*What is expected*
Rewrite the material below with "innermost point" changed to "central point" everywhere it appears, leaving every other word as it is.

*Available records*
※

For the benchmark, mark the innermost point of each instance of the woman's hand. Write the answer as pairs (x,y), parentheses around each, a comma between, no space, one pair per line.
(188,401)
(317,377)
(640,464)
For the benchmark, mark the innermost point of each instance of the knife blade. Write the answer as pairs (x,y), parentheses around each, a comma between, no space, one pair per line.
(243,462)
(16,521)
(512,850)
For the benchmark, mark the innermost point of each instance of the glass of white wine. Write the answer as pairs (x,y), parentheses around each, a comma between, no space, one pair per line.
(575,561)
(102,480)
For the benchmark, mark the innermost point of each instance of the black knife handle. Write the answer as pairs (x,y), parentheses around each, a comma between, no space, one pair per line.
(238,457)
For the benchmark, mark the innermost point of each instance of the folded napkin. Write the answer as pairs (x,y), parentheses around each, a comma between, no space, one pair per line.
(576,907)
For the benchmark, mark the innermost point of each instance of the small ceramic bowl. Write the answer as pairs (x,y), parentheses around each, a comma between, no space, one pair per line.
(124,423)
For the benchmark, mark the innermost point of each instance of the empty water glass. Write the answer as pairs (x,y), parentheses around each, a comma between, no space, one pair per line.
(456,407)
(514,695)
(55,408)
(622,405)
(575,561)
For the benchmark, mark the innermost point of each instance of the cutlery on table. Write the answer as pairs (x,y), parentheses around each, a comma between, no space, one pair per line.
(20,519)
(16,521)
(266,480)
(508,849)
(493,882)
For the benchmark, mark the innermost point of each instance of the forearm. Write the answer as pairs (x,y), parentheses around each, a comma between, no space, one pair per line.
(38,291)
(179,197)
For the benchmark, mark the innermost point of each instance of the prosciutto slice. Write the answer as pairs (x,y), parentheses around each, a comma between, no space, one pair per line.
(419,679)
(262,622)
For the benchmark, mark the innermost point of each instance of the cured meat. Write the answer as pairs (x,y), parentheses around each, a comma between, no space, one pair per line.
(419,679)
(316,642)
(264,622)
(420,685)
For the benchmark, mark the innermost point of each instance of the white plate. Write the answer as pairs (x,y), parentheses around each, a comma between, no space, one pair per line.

※

*Output*
For the benchmark, mark the central point of each instance of the woman's hand. Write the answer as pairs (x,y), parentheses around each, a comma between, no space, one pair per line.
(188,401)
(317,377)
(640,464)
For the benchmark, mark the central point of each instance of the knife blade. Write the answer as pairs (x,y), parentheses around each, a comma between, no space, one pair per line.
(243,462)
(16,521)
(512,850)
For the benchmark, mark the central point of each instance of the glass of white wine. Write the answer as pairs (x,y), parentheses around each, a comma between, no space, one pair per line.
(575,561)
(102,480)
For the benchmark, mark the central point of each instance of the black knife handle. Write the answer as pairs (x,y), parentheses around each, a comma between, no space, one pair per line.
(238,457)
For the benchmark, mark the central point of each instance of the folded napkin. Write the answer as pairs (x,y), parentheses around each, a comma between, no space, one pair per line.
(576,907)
For the benchmark, mark the central point of each instance of the small ceramic bowl. Write the answer as pairs (x,y), parentheses around each, a comma between, no space, one pair per line.
(124,423)
For the benchmark, mark the central point of each instance of the empty water glass. Write the answer as pairs (x,y), parentheses around each, a comma between, no space, one pair per line.
(456,407)
(514,695)
(55,408)
(622,405)
(575,561)
For the benchmark, mark the central point of each instance of the cutlery on table. Write the answer as pairs (x,y), parentheses around each, a comma between, no space, one pair per line.
(20,519)
(16,521)
(266,480)
(508,849)
(493,882)
For the benchmark, mark the central point of each instance of the forearm. Write the answer as pairs (x,y), parentheses around each, a comma between, no space, one pair per line.
(38,291)
(179,197)
For the benchmark, mark the central point of each instance of the prosciutto slice. Write the answer as pairs (x,y), parentheses around each, a comma between, no space, one pair per line.
(419,679)
(262,622)
For the benchmark, mark the central point of each instance of the cured meat. Write the answer as pairs (x,y), parentheses around each, a comma between, no space, one pair per line.
(419,679)
(316,642)
(264,622)
(420,685)
For the benchmark, mark the central point of each instance of the white plate. Write the answer as pairs (x,y), parentheses around each, a comma between, no space, one pair per line.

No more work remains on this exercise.